"""

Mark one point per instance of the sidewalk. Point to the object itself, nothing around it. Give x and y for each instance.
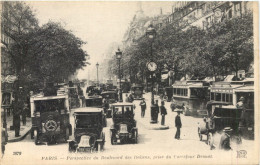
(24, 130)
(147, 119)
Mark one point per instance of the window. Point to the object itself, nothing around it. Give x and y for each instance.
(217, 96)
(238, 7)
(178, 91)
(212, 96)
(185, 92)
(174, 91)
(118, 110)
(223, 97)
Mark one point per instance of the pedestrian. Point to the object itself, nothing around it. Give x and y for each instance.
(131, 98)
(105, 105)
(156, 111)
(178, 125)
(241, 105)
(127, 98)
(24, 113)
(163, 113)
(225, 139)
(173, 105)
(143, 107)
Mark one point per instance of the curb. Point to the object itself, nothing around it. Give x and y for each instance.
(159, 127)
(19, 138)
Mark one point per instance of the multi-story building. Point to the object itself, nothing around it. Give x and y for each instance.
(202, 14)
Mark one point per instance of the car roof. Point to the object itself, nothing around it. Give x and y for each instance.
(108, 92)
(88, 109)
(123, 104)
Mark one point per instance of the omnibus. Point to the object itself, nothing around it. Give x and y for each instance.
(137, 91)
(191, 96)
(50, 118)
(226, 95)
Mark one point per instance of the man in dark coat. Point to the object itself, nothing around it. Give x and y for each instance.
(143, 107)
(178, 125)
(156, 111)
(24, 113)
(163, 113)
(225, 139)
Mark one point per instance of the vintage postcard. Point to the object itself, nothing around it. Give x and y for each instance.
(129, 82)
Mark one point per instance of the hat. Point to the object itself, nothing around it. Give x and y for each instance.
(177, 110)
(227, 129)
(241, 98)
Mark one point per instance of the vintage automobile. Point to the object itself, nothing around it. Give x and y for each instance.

"""

Exercise goal
In your copy, every entry above must match word for word, and no picture may appear.

Solution
Mark one point per instance of the sidewalk. Point to the object itself, nothing around it. Give x and y for each instance.
(24, 130)
(147, 119)
Mark one point per instance of the window. Point to the object itself, nothing around it. Give x and y for each instance.
(217, 96)
(238, 7)
(178, 91)
(212, 96)
(185, 92)
(174, 91)
(118, 110)
(223, 97)
Mark one point per instance of the pedestrian. Point to the object itself, nothing around it. Give x and y for each instance.
(131, 98)
(105, 105)
(156, 111)
(178, 125)
(241, 105)
(127, 98)
(24, 113)
(163, 113)
(225, 139)
(173, 105)
(143, 107)
Mark one point per instance of the curb. Point to the object itself, nothing around it. Give x and y for each instance.
(159, 127)
(19, 138)
Mark one point per instance of the multi-story building. Point to the object itself, nothing around it. Give x and y for each instance.
(202, 14)
Mark one point per instance of the car roof. Point to the object itself, nothing around it. Give x and y for each instance.
(108, 92)
(88, 109)
(123, 104)
Mark one point per instance of the omnibus. Point to the object itself, nothing around it. Give x and y for each instance.
(137, 91)
(191, 96)
(50, 118)
(226, 95)
Mark one point per instance of the man in dark coat. Point to the object itself, nothing around it. Give x and y for each instance.
(143, 107)
(178, 125)
(156, 111)
(24, 113)
(163, 113)
(225, 139)
Mark one point per instance of the vintage postcard. Point to the object itself, nothing around it. Give x and y for each instance.
(129, 82)
Mark one point per instance of the hat. Point to the object itself, nothing around it. Give x and y for each instance.
(177, 110)
(227, 129)
(241, 98)
Mark one point per instance of the vintage automobile. Point to the object itself, nothing around it. Give x and y for each instance.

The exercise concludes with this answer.